## EXERCISE DETAILS
All that is wanted is the span of lines from the one with "Target: hairy stem" to the last line of the data, copied exactly.

## RECORDS PROVIDED
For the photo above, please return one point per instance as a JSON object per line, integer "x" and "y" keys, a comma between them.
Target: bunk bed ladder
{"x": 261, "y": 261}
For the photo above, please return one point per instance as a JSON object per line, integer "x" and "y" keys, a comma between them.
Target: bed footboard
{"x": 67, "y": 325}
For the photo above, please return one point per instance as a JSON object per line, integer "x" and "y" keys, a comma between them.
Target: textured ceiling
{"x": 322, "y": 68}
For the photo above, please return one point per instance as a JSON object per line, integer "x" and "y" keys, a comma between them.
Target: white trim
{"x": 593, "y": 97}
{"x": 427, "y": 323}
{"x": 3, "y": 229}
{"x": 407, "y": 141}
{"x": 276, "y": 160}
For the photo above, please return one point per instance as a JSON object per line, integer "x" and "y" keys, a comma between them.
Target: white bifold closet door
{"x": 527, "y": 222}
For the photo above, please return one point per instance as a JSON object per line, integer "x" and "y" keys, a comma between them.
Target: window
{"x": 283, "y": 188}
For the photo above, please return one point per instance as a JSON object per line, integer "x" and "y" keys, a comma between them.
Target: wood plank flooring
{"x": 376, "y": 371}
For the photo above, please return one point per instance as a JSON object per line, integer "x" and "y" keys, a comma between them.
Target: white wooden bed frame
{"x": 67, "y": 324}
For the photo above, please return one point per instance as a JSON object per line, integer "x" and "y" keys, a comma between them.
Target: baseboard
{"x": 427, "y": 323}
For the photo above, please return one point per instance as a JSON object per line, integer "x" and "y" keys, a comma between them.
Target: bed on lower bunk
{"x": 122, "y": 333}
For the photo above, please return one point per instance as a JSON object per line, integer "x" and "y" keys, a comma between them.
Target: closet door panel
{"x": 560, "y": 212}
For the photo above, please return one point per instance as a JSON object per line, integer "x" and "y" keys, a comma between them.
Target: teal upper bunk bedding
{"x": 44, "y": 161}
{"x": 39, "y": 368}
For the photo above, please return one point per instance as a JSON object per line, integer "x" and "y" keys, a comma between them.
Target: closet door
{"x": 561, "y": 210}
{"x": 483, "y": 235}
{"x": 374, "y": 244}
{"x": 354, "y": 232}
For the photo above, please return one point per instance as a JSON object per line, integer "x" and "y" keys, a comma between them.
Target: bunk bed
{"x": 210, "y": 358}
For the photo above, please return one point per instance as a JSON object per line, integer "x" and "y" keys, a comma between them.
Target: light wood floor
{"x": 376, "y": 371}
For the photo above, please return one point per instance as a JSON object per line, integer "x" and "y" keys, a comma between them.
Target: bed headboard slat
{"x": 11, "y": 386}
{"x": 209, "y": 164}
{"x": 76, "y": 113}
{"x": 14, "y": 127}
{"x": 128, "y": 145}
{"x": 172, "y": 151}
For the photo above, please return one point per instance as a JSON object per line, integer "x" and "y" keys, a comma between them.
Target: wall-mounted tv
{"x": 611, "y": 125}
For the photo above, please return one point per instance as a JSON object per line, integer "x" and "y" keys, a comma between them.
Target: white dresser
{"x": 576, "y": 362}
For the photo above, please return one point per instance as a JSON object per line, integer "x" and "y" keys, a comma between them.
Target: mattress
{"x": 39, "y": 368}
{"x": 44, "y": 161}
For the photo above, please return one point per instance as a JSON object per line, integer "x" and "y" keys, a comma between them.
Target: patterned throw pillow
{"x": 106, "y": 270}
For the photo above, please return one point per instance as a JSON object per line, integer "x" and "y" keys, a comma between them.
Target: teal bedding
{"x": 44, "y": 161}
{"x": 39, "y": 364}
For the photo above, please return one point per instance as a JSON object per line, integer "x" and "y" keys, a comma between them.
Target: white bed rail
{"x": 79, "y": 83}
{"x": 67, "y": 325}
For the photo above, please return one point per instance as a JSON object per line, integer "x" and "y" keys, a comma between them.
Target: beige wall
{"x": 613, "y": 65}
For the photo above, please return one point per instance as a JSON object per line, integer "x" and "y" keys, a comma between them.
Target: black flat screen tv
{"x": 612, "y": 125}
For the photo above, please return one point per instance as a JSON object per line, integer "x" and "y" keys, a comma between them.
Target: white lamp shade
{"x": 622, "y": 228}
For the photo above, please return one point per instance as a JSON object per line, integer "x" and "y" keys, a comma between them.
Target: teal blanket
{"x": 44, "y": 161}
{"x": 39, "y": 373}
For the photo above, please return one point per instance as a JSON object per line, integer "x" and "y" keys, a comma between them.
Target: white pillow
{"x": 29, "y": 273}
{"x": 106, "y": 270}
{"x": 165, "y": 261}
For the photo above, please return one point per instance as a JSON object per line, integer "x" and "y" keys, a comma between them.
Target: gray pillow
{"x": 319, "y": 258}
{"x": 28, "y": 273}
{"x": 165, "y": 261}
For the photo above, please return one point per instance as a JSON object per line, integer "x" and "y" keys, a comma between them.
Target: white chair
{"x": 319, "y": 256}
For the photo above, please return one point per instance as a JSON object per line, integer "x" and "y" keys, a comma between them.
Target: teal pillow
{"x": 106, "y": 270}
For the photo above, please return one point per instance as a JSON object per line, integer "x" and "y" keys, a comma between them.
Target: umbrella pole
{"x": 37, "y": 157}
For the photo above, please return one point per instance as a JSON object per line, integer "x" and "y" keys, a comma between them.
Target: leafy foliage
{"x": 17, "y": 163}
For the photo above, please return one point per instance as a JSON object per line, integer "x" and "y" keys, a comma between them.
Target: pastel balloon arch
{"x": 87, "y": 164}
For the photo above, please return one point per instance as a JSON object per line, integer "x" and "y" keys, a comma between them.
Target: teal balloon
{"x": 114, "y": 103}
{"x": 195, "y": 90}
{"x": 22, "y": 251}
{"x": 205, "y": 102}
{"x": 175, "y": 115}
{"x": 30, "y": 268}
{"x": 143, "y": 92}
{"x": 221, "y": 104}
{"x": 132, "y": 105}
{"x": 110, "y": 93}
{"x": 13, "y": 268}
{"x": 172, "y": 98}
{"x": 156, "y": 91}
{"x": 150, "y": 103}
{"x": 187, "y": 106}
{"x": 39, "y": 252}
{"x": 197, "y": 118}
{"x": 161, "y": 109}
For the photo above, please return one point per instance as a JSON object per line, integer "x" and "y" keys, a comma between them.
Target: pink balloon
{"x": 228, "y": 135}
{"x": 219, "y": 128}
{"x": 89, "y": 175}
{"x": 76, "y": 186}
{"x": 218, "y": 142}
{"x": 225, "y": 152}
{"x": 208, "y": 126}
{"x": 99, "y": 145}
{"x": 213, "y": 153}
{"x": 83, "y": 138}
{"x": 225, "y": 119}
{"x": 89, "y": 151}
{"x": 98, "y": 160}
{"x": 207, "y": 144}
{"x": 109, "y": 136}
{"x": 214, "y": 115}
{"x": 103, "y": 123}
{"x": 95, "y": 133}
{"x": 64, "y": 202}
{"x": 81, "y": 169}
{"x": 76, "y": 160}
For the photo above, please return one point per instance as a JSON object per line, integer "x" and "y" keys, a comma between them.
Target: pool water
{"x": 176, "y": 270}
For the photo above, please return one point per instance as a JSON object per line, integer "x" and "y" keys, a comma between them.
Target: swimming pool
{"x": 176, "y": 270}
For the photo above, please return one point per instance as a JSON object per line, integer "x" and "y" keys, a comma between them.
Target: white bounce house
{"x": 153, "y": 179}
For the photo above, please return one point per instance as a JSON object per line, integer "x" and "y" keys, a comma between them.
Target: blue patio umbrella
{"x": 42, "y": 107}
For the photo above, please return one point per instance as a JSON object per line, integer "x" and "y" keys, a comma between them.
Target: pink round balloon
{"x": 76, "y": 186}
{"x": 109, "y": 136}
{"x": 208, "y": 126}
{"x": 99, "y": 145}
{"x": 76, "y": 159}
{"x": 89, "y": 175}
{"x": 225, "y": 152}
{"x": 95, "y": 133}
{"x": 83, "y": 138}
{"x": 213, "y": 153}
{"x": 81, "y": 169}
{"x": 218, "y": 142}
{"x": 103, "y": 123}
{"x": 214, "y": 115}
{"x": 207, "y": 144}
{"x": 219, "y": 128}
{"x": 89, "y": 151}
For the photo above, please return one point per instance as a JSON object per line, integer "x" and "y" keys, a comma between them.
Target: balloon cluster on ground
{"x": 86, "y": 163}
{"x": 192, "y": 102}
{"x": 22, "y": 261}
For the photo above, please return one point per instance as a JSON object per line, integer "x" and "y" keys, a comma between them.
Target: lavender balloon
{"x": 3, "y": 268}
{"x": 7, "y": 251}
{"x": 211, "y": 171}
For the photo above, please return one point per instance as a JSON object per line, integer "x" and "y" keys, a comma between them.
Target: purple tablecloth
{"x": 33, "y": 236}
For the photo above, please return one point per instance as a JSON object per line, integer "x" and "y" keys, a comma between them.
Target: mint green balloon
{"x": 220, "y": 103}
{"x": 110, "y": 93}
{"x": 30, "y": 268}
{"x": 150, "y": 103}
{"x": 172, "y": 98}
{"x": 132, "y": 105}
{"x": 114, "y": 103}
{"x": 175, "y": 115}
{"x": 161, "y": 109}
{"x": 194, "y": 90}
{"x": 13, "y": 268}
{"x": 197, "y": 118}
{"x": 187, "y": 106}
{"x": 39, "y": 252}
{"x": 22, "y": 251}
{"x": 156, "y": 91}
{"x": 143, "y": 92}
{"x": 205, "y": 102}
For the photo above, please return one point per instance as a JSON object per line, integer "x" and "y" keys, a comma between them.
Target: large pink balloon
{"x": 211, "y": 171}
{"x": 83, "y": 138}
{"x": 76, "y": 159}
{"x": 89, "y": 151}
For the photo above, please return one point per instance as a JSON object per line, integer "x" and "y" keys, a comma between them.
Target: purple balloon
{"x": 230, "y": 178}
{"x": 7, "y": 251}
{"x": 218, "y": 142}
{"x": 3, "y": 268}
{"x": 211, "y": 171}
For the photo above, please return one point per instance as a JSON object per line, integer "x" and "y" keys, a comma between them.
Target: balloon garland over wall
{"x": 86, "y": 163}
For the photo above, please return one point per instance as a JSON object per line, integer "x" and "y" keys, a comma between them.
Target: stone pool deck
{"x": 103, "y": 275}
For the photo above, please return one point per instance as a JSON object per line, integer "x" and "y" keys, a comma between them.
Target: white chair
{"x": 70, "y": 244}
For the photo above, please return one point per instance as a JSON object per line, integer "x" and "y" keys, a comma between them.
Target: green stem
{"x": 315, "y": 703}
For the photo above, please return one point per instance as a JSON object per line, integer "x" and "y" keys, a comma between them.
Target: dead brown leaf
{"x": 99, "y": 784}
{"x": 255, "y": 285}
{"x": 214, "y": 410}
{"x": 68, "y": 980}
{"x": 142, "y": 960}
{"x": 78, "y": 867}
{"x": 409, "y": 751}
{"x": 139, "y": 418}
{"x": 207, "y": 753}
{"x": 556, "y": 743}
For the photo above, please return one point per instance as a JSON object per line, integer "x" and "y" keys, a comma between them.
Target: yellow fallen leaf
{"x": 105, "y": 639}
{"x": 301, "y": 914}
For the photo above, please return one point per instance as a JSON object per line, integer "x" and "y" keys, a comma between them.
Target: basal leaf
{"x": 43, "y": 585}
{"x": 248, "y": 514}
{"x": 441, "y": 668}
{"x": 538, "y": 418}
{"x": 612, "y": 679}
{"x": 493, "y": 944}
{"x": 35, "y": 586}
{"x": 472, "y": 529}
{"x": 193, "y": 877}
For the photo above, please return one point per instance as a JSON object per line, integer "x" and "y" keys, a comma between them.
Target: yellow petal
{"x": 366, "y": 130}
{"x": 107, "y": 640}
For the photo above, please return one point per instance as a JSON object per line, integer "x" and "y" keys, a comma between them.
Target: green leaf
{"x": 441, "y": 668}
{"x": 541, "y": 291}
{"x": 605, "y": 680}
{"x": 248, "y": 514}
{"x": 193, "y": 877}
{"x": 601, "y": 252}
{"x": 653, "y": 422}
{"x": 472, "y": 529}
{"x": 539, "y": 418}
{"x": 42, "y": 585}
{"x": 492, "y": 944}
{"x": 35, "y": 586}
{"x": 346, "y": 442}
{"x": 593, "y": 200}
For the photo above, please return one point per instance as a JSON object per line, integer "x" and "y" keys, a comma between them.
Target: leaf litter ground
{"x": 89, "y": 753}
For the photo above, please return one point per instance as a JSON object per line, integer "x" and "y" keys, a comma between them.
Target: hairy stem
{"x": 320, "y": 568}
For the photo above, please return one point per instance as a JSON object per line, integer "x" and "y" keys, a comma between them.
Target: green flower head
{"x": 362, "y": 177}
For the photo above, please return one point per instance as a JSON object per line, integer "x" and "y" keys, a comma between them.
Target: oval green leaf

## WRITTEN ANSWER
Target: hairy stem
{"x": 320, "y": 568}
For the photo above, please return one point per instance as a JSON object per line, integer "x" and "y" keys, a comma between them.
Target: green flower head
{"x": 362, "y": 177}
For the photo above, please return one point per instance as a JSON object per line, integer "x" and "y" keys, a comma between them.
Target: oval green leaf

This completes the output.